### [Anleitung]
Übernimm den Auszug über den Wettstreit von GAME und BIU um Mitglieder vollständig und ohne jede Änderung.

### [Ausgewählter Auszug]
▬▬▬▬▬▬▬▬▬▬

Die Gesellschaft ist eine unmissverständliche Antwort auf die Umtriebigkeit des BIU. Zuletzt entstand dort unter anderem das Webinar-Angebot BIU Academy und ein eSports-Arbeitskreis. Darüber hinaus mischt der BIU seit langem im Messe-, Kongress- und Events-Geschäft mit, allem voran als Gamescom-Ausrichter und Organisator von Gemeinschaftsständen auf Messen im In- und Ausland.

Mit den Plattformen BIU.Dev und BIU.Net hat der BIU zudem sein Wirken auf Dienstleister, Entwickler, Freiberufler und Agenturen ausgeweitet. Der BIU fischt also mit zunehmender Intensität in den Gewässern des GAME – auch in Form vergünstigter Testmitgliedschaften. Im Unterschied zu einer BIU-Vollmitgliedschaft haben die Mitglieder dieser Netzwerke kein Stimmrecht, wenn es um Verbands-Entscheidungen geht – ein wesentlicher Unterschied zum GAME.

GAME Bundesverband: Duell mit dem BIU um  Mitglieder

Seit Jahren tobt zwischen beiden Verbänden ein Kampf um Mitglieder und damit um Mitgliedsbeiträge, wirtschaftliches Gewicht und politischen Einfluss. Kaum ein Monat vergeht, in dem beide Verbände nicht weitere Neuzugänge verkünden. Zum GAME stießen kürzlich Icebird Studios, Vire und Ovos, zu den BIU-Netzwerken BIU.Dev und BIU.Net gesellten sich bitComposer, Gentle Troll und Thera Bytes.

Auch wenn der GAME damit wirbt, den „mitgliederstärksten und ältesten Branchenverband“ zu stellen: Der BIU erhöht den Schwierigkeitsgrad zusehends. Zuletzt wurde mit Tencent der weltgrößte Spielehersteller angeworben. Indirekt mischen somit auch Supercell (Clash of Clans, Clash Royale) und Riot (League of Legends) beim BIU mit.

▬▬▬▬▬▬▬▬▬▬

### [Entnommene Zeilen]
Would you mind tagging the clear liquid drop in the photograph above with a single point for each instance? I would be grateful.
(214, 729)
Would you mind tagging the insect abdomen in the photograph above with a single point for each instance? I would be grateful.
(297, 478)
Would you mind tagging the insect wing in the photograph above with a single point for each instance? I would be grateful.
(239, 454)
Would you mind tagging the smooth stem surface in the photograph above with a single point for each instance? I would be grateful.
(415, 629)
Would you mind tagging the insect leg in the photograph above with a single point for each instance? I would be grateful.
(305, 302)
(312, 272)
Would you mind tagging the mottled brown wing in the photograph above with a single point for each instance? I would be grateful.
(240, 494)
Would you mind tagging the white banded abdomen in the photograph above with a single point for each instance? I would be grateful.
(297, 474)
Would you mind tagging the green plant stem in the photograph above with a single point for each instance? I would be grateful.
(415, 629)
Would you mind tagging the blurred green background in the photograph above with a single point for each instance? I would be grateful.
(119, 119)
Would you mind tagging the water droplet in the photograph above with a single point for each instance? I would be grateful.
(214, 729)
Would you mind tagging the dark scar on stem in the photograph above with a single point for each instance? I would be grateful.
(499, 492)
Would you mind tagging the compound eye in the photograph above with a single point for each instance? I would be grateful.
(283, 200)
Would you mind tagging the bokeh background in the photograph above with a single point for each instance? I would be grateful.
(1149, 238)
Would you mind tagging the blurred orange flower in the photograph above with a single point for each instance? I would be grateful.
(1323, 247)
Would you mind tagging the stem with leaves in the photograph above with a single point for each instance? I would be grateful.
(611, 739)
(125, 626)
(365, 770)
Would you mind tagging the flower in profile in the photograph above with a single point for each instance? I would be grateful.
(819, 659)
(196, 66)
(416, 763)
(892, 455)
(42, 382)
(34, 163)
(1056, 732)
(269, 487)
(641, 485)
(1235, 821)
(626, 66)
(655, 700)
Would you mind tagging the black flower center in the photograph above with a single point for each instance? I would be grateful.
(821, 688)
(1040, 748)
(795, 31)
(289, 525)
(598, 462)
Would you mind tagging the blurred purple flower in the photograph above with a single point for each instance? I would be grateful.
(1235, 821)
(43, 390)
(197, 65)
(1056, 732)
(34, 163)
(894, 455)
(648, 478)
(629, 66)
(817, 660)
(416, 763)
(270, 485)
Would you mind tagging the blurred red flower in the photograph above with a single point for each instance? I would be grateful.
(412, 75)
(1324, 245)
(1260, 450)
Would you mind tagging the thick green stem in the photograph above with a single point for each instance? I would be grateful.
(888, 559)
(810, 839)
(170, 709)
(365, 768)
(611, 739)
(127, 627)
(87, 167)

▬▬▬▬▬▬▬▬▬▬

### [Lösung]
Die Gesellschaft ist eine unmissverständliche Antwort auf die Umtriebigkeit des BIU. Zuletzt entstand dort unter anderem das Webinar-Angebot BIU Academy und ein eSports-Arbeitskreis. Darüber hinaus mischt der BIU seit langem im Messe-, Kongress- und Events-Geschäft mit, allem voran als Gamescom-Ausrichter und Organisator von Gemeinschaftsständen auf Messen im In- und Ausland.

Mit den Plattformen BIU.Dev und BIU.Net hat der BIU zudem sein Wirken auf Dienstleister, Entwickler, Freiberufler und Agenturen ausgeweitet. Der BIU fischt also mit zunehmender Intensität in den Gewässern des GAME – auch in Form vergünstigter Testmitgliedschaften. Im Unterschied zu einer BIU-Vollmitgliedschaft haben die Mitglieder dieser Netzwerke kein Stimmrecht, wenn es um Verbands-Entscheidungen geht – ein wesentlicher Unterschied zum GAME.

GAME Bundesverband: Duell mit dem BIU um  Mitglieder

Seit Jahren tobt zwischen beiden Verbänden ein Kampf um Mitglieder und damit um Mitgliedsbeiträge, wirtschaftliches Gewicht und politischen Einfluss. Kaum ein Monat vergeht, in dem beide Verbände nicht weitere Neuzugänge verkünden. Zum GAME stießen kürzlich Icebird Studios, Vire und Ovos, zu den BIU-Netzwerken BIU.Dev und BIU.Net gesellten sich bitComposer, Gentle Troll und Thera Bytes.

Auch wenn der GAME damit wirbt, den „mitgliederstärksten und ältesten Branchenverband“ zu stellen: Der BIU erhöht den Schwierigkeitsgrad zusehends. Zuletzt wurde mit Tencent der weltgrößte Spielehersteller angeworben. Indirekt mischen somit auch Supercell (Clash of Clans, Clash Royale) und Riot (League of Legends) beim BIU mit.